Problem to work on -
Below are some records; each one is to be set down again exactly.

[Supplied data]

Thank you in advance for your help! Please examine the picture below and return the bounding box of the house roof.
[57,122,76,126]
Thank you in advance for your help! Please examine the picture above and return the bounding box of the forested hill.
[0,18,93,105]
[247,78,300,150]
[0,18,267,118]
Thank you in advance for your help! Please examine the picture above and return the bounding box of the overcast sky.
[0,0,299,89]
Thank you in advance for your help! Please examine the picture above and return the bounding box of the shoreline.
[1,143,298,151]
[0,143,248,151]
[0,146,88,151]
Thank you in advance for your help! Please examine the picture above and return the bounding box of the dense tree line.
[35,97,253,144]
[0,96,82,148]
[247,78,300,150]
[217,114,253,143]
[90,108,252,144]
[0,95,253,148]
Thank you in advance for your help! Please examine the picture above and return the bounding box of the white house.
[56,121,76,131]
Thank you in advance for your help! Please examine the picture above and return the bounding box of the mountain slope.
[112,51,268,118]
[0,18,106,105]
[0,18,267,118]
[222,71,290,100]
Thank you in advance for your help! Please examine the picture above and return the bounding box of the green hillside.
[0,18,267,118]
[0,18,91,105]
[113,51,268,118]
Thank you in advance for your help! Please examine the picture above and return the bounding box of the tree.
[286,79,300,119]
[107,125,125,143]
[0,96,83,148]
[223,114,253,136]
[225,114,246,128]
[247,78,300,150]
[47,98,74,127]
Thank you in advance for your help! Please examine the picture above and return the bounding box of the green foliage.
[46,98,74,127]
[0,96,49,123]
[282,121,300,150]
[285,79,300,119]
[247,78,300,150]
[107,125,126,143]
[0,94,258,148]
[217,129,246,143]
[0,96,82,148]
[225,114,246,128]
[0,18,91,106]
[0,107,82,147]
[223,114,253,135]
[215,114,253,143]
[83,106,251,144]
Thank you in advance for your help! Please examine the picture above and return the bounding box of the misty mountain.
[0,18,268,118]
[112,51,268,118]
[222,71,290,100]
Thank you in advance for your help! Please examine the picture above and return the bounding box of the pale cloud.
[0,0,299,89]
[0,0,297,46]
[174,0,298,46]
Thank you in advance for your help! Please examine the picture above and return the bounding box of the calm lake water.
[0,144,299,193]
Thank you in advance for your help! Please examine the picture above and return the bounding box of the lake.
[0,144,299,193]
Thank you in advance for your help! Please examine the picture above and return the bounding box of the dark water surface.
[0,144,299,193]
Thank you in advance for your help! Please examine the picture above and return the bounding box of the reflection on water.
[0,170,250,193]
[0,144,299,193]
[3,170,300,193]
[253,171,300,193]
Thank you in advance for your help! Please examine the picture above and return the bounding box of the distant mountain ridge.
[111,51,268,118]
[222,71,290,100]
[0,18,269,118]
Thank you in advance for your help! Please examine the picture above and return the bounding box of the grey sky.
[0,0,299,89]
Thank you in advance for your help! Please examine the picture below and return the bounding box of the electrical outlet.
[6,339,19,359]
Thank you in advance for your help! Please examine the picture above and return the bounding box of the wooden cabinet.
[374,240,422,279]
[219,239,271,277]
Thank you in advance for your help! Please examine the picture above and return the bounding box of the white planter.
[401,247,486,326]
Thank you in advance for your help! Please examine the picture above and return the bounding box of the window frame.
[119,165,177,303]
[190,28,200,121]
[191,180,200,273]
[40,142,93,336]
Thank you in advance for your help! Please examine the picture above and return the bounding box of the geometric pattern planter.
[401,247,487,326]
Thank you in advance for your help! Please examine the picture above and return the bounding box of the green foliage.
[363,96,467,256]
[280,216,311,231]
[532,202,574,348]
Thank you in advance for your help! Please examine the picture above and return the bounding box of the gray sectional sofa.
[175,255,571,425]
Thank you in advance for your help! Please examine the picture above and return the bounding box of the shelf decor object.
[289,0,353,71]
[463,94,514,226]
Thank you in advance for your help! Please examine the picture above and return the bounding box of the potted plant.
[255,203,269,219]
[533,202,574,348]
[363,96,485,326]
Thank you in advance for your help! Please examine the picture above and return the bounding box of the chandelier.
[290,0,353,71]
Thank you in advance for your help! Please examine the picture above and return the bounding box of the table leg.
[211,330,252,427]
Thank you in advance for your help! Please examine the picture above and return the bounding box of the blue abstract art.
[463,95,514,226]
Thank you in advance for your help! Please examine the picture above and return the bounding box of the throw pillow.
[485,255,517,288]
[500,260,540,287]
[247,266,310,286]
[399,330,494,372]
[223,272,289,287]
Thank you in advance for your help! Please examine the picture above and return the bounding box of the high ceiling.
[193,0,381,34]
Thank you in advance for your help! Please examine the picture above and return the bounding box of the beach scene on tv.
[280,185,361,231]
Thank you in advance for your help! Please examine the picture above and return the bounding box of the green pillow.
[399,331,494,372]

[/Supplied data]

Exercise answer -
Thank you in advance for your help! Please examine the picture below and return the bounding box of the house roof.
[57,122,76,126]
Thank you in advance for your help! Please examine the picture above and return the bounding box of the forested hill.
[0,18,93,105]
[247,78,300,150]
[0,18,267,118]
Thank you in advance for your help! Please examine the picture above and return the bounding box of the overcast sky.
[0,0,299,89]
Thank you in advance for your help! Please examine the picture above and return the bounding box of the shoreline.
[1,143,298,151]
[0,143,248,151]
[0,146,88,151]
Thank you in advance for your help! Please examine the picture above and return the bounding box of the dense tree line.
[35,97,253,144]
[0,96,82,148]
[247,78,300,150]
[217,114,253,143]
[90,108,252,144]
[0,95,253,148]
Thank you in advance for your help! Please examine the picture above and return the bounding box of the white house.
[56,121,76,131]
Thank you in advance for your help! Please examine the picture above and return the bounding box of the mountain slope.
[112,51,268,118]
[0,18,106,105]
[0,18,267,118]
[222,71,290,100]
Thank you in advance for your help! Please examine the picture above and return the bounding box of the green hillside.
[0,18,267,118]
[0,18,91,105]
[113,51,268,118]
Thank you in advance for your help! Please examine the picture above and return the bounding box of the tree.
[286,79,300,119]
[107,125,125,143]
[0,96,83,148]
[223,114,253,136]
[225,114,246,128]
[247,78,300,150]
[47,98,74,127]
Thank you in advance for your help! Please examine the picture above and return the bounding box of the green foliage.
[46,98,74,127]
[0,96,49,123]
[282,121,300,150]
[285,79,300,119]
[247,78,300,150]
[107,125,126,143]
[0,94,258,148]
[217,129,246,143]
[0,96,82,148]
[225,114,246,128]
[0,18,91,106]
[0,107,82,147]
[223,114,253,135]
[215,114,253,143]
[83,106,251,144]
Thank you in advance for your help! Please examine the picture above and return the bounding box of the misty mountain.
[0,18,268,118]
[112,51,268,118]
[222,71,290,100]
Thank you in advance for your help! Please examine the picture above and return the bounding box of the pale cloud.
[0,0,299,89]
[0,0,297,46]
[174,0,298,46]
Thank you in advance for your help! Please examine the picture above and return the bounding box of the calm lake water.
[0,144,299,193]
Thank you in advance for your help! Please examine the picture above and return the bounding box of the lake.
[0,144,299,193]
Thank you in advance for your help! Please examine the picture above and return the bounding box of the dark water surface.
[0,144,299,193]
Thank you in advance for your help! Please examine the picture above and return the bounding box of the reflection on water.
[0,170,250,193]
[0,144,299,193]
[3,170,300,193]
[253,171,300,193]
Thank you in advance for your help! Please examine the picture above and return the bounding box of the distant mountain ridge.
[111,51,268,118]
[222,71,290,100]
[0,18,269,118]
Thank you in advance for your help! Please examine the picture above and return the bounding box of the grey sky.
[0,0,299,89]
Thank you in advance for your help! Please examine the picture below and return the bounding box of the electrical outlet.
[6,339,19,359]
Thank you in advance for your help! Please examine the picture above and return the bounding box of the wooden cabinet.
[374,240,422,279]
[219,239,271,277]
Thank you in advance for your help! Please examine the picture above and return the bounding box of the white planter.
[401,247,486,326]
Thank you in advance for your help! Please examine the picture above and return the bounding box of the window frame.
[119,165,177,303]
[190,28,200,121]
[191,180,200,273]
[40,142,93,336]
Thank you in advance for your help! Please examine the picture above and return the bounding box of the geometric pattern planter.
[401,247,487,326]
Thank you in advance for your help! Please examine the picture above and return the bounding box of the green foliage.
[363,96,467,256]
[280,216,311,231]
[532,202,574,348]
Thank you in advance for your help! Please examine the picture above and return the bounding box of the gray sectional sofa.
[175,255,571,425]
Thank you in advance for your help! Please examine the picture above and return the bounding box of the shelf decor object.
[289,0,353,71]
[463,94,514,226]
Thank you in advance for your help! Please examine the picture above and return the bounding box of the potted plant.
[255,203,269,219]
[533,202,574,348]
[363,96,485,326]
Thank you in advance for your help! Please examine the picture above and return the bounding box of the chandelier.
[290,0,353,71]
Thank you in advance for your help! Please examine the picture above and return the bounding box of the table leg.
[211,330,252,427]
Thank you in advance for your help! Please examine the picture above and return the bounding box of the blue abstract art.
[463,95,514,226]
Thank you in advance for your help! Please examine the picture above and return the bounding box of the throw pillow.
[485,255,517,288]
[500,260,540,287]
[247,266,310,286]
[399,330,494,372]
[223,272,289,287]
Thank you in advance for your help! Please examine the picture above and return the bounding box of the high ceiling.
[193,0,381,34]
Thank you in advance for your help! Please examine the picture above and return the bounding box of the beach scene on tv.
[280,185,361,231]
Thank you in advance for your help! Please examine the picture above and return the bounding box of the green pillow.
[399,331,494,372]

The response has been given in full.